| TO DO |
Pick out each line in the items below that contains the string "leaf", and copy every such line in full. Matching is case-sensitive.

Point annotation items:
________________________
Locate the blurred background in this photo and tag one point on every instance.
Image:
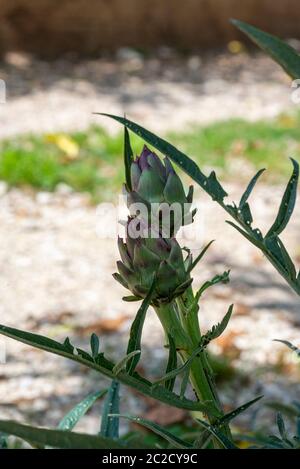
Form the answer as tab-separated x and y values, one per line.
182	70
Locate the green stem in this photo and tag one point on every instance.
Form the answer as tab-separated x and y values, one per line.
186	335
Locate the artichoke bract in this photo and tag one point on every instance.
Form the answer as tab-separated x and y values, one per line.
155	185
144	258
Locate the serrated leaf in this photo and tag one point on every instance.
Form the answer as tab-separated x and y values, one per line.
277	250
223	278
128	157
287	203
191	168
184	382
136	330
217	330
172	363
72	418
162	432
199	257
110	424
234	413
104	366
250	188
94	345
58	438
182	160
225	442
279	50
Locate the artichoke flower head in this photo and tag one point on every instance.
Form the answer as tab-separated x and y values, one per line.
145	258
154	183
________________________
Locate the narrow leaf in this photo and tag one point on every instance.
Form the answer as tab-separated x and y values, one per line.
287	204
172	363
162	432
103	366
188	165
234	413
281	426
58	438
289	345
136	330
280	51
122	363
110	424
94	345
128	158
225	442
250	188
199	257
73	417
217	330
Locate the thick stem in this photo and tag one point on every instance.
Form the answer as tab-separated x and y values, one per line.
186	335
________________________
| ANSWER BELOW |
Locate the serrated leaf in this photo and tag one point on every instance.
Locate the narrow leaf in this photo and tag one point on every instance.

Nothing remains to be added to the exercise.